*Objective*:
Format the lines of the records below as a Markdown table with the columns Row and Line. Start at the line containing "Can you see the binocular eyepiece", end at the line containing "column 260, row 106", include both of those lines, number each row, and omit any blank lines.

------ Data excerpts

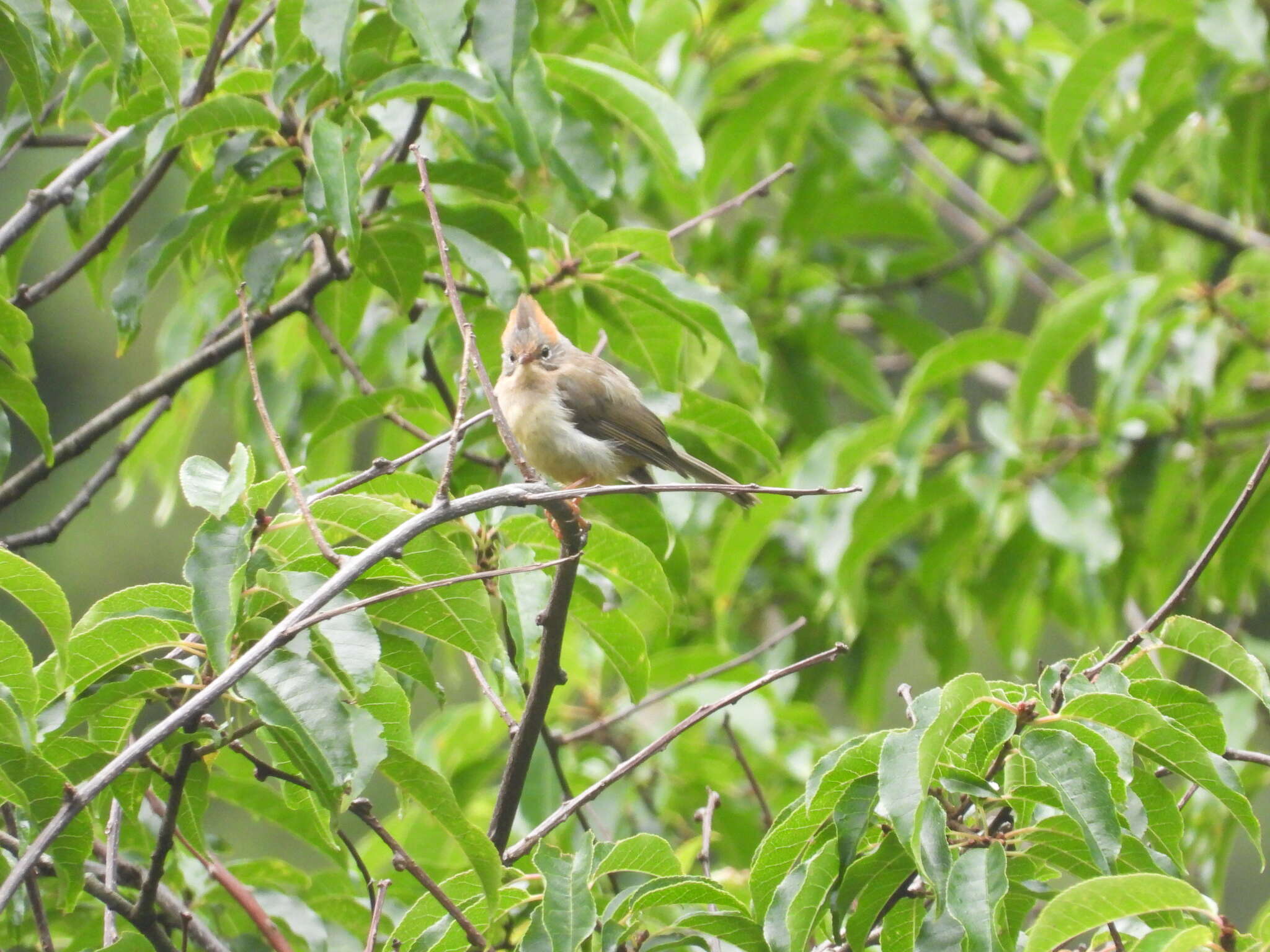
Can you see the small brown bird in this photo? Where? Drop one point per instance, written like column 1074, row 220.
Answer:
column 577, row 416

------------
------ Data excerpts

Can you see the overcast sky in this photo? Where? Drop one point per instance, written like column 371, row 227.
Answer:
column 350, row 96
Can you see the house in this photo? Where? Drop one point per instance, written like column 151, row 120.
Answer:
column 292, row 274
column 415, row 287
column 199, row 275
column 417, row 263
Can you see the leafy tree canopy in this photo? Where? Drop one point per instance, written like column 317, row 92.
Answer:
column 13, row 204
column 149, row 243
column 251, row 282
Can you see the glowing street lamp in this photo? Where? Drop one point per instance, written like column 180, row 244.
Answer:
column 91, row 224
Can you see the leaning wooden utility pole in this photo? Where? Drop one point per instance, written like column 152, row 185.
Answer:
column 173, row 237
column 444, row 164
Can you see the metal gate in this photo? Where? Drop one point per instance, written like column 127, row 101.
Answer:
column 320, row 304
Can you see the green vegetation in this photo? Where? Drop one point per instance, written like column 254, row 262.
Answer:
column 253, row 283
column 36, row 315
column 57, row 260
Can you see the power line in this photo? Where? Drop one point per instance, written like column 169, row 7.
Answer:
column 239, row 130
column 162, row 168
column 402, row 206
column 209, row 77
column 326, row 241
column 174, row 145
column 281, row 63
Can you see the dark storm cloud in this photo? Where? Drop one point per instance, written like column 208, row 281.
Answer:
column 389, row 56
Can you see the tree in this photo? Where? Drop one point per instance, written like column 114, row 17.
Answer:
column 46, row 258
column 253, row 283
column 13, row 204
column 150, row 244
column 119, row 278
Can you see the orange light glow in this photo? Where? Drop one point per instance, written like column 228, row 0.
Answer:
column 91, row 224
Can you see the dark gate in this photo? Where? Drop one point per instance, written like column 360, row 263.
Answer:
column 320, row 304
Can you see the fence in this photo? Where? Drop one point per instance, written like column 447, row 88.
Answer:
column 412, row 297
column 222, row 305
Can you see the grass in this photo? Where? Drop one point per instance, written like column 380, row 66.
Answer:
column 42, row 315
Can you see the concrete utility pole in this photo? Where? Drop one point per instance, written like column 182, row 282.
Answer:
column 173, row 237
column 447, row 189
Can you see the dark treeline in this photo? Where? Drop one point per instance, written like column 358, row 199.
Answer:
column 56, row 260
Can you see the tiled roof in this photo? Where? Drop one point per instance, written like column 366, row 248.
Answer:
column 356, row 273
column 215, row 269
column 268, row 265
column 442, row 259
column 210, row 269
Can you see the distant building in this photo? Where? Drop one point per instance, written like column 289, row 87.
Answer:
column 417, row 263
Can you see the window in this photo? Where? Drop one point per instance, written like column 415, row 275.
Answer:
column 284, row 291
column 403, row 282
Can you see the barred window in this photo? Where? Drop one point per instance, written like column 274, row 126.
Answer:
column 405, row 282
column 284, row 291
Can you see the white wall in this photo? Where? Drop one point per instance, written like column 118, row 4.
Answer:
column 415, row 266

------------
------ Data excerpts

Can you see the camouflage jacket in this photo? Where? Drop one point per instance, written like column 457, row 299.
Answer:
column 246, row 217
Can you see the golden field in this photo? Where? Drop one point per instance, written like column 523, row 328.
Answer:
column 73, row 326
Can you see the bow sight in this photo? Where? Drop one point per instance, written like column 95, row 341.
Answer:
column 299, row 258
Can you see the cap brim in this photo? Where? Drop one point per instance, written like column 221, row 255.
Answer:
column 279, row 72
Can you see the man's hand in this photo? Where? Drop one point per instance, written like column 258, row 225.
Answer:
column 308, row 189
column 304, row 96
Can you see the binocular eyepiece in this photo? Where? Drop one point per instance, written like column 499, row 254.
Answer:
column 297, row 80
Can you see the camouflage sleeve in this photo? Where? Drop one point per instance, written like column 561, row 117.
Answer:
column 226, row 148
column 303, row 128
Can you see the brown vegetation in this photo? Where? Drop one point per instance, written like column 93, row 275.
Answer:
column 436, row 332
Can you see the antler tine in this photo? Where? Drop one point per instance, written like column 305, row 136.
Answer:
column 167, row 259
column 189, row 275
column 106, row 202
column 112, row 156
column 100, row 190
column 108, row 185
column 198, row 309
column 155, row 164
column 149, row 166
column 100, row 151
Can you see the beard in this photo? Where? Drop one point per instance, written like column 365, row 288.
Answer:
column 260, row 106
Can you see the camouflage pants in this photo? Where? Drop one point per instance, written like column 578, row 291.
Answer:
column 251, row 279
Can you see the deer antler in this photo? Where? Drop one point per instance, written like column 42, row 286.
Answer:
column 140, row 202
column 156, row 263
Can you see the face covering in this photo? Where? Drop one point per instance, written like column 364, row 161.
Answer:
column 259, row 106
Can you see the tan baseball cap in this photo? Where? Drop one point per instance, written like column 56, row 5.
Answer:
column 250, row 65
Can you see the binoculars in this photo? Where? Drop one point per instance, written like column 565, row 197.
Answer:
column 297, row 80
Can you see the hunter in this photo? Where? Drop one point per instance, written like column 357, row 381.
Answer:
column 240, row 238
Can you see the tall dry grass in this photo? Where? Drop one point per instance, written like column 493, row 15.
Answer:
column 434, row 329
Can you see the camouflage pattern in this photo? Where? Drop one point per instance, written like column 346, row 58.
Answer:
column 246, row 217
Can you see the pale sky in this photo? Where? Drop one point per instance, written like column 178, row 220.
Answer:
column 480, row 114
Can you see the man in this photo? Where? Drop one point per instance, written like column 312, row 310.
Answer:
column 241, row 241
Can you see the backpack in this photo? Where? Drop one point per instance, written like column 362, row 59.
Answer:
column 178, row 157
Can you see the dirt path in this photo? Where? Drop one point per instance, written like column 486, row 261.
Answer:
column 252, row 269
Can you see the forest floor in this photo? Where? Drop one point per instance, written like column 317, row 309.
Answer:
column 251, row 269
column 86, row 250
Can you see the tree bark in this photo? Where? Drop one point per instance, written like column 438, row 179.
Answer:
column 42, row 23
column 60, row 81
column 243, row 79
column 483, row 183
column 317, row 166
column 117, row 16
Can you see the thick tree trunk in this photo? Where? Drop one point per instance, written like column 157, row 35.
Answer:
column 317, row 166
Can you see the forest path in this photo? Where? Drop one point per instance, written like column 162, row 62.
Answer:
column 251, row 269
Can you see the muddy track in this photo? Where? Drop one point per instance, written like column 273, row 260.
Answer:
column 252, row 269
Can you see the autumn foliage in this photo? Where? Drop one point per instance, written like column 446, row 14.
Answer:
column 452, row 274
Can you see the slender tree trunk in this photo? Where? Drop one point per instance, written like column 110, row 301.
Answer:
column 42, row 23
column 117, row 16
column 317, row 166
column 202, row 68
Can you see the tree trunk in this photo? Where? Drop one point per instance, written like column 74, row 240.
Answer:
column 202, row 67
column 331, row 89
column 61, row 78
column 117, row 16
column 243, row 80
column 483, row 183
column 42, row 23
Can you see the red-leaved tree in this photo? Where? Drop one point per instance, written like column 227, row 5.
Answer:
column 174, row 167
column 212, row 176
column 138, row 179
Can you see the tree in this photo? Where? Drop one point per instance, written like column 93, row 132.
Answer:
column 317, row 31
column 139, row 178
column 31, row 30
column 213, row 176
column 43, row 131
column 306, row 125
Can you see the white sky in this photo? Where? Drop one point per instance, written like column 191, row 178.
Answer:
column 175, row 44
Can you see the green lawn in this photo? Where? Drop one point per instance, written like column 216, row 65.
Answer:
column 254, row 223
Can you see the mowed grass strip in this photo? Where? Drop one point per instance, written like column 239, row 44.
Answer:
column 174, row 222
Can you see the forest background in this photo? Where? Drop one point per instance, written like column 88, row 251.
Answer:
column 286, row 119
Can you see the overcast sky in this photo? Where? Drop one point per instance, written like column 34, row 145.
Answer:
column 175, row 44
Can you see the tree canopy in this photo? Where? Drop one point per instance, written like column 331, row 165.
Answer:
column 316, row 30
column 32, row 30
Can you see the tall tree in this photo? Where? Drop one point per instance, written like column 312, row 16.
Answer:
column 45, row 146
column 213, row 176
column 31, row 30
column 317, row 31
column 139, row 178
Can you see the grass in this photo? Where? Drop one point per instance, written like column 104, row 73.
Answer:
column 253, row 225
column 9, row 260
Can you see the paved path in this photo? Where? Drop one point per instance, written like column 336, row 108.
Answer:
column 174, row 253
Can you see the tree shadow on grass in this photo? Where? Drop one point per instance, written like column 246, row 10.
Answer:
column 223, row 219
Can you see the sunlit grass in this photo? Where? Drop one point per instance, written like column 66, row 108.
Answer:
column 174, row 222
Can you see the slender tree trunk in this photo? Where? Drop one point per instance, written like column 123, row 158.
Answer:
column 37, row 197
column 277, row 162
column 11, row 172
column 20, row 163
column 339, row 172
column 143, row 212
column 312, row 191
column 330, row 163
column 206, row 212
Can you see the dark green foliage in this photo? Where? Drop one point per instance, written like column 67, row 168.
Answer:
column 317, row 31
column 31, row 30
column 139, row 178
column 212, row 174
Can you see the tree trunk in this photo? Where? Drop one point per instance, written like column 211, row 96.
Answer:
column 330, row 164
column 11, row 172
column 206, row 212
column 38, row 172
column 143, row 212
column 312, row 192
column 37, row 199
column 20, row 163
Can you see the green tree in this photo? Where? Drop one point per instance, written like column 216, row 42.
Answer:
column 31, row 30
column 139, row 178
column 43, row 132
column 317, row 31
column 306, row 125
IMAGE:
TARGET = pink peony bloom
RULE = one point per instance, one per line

------------

*Answer for this exercise*:
| Row | Line |
|---|---|
| 1 | Can you see the binocular eyepiece in this photo? Where? Drop one point per instance, written like column 499, row 254. |
| 2 | Answer: |
| 3 | column 297, row 80 |
| 4 | Can you see the camouflage sleeve in this photo? Where? Drop one point per instance, written like column 561, row 117. |
| 5 | Answer: |
| 6 | column 226, row 148 |
| 7 | column 303, row 128 |
| 8 | Can you see the brown vegetation in this photo? Where? Drop one point per instance, written like column 93, row 275. |
| 9 | Answer: |
| 10 | column 436, row 332 |
| 11 | Can you see the antler tine in this photo? Where? Drop one point per instance, written like column 305, row 136. |
| 12 | Answer: |
| 13 | column 167, row 259 |
| 14 | column 189, row 275 |
| 15 | column 106, row 202 |
| 16 | column 112, row 156 |
| 17 | column 100, row 190 |
| 18 | column 108, row 185 |
| 19 | column 198, row 309 |
| 20 | column 155, row 164 |
| 21 | column 149, row 166 |
| 22 | column 100, row 151 |
| 23 | Can you see the beard in this photo? Where? Drop one point per instance, written like column 365, row 288. |
| 24 | Answer: |
| 25 | column 260, row 106 |